| What you have to do |
From the entries below, work out the number of lines that hold the word "stripe", and give that number alone.

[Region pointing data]
-*-*-

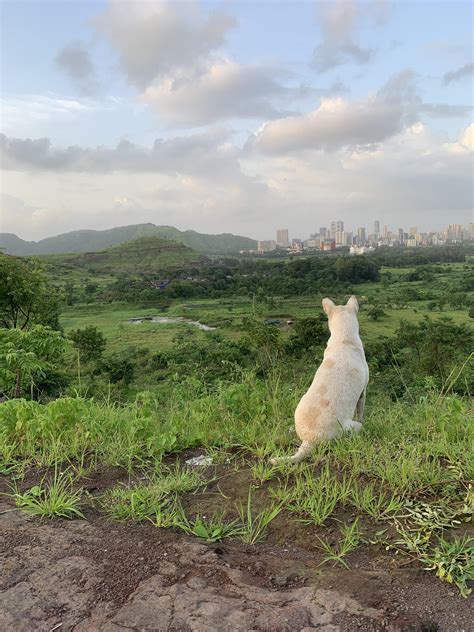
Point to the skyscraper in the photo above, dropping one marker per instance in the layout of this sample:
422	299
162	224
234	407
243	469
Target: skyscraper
336	227
283	239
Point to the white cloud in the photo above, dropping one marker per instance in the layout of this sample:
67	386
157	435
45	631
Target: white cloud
459	73
224	90
338	21
154	39
207	154
77	64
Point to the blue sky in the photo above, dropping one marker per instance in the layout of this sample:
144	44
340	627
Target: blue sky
238	115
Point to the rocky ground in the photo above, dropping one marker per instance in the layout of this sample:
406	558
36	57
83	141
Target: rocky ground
88	575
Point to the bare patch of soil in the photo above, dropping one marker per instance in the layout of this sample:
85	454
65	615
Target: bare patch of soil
94	574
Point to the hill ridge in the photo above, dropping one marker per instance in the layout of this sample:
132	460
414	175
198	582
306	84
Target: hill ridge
92	240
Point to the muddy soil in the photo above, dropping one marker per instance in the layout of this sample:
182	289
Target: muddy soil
94	574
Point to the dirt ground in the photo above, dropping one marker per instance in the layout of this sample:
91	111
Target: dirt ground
94	574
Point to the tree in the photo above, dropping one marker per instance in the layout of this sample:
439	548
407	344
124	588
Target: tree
26	356
90	342
26	298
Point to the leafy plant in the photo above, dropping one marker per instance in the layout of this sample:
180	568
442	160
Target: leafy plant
350	539
213	529
315	495
254	527
453	562
53	499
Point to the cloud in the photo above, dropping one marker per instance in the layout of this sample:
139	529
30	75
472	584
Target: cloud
338	20
411	177
225	90
207	155
445	110
337	123
76	63
154	39
460	73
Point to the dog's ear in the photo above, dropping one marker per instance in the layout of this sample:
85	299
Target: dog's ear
328	305
353	304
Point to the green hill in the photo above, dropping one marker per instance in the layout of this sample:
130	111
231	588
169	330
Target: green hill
93	240
146	254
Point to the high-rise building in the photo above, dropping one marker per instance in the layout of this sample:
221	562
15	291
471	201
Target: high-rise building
336	226
361	235
266	245
283	239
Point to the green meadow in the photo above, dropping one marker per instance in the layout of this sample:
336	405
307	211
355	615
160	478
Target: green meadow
141	399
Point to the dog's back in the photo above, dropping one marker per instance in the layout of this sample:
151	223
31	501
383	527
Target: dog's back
338	389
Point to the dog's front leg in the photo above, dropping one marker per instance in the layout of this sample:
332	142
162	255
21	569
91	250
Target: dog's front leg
360	407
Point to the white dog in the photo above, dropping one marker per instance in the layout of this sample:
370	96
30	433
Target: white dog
327	409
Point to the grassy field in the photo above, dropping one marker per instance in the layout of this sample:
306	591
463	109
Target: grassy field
401	487
226	315
400	492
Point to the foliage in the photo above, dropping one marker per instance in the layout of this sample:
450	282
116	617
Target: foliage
254	525
308	333
453	562
89	341
26	298
27	356
350	539
54	499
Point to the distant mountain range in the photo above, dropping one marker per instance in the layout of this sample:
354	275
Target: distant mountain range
79	241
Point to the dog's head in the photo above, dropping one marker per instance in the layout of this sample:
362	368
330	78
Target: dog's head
342	318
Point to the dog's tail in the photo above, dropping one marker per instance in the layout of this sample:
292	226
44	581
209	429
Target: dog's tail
304	451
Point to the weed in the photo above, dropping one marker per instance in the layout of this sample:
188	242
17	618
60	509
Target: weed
213	529
254	527
350	539
263	471
53	499
374	501
453	562
315	496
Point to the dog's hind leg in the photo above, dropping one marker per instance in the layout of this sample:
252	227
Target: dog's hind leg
304	451
360	407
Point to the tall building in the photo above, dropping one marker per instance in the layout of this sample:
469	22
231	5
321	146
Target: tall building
336	227
283	239
266	246
361	235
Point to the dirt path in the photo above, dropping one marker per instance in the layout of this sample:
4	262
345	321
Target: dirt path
95	575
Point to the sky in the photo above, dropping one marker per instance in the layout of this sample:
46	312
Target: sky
239	117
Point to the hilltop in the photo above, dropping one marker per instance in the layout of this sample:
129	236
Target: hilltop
79	241
145	254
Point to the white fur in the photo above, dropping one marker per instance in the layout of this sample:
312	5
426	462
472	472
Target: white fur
337	392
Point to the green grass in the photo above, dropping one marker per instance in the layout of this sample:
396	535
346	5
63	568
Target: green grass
409	468
55	498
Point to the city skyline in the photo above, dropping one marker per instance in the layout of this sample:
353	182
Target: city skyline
337	235
232	116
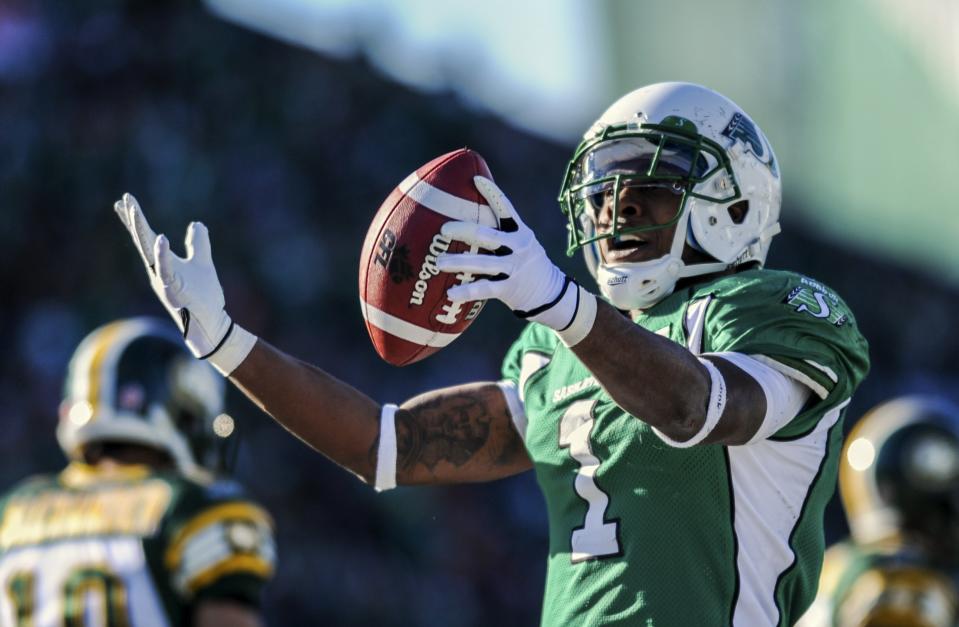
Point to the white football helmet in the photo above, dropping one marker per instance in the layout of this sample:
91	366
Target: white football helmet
701	146
133	381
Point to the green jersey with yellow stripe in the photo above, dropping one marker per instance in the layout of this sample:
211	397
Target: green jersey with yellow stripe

-*-*-

| Task response |
2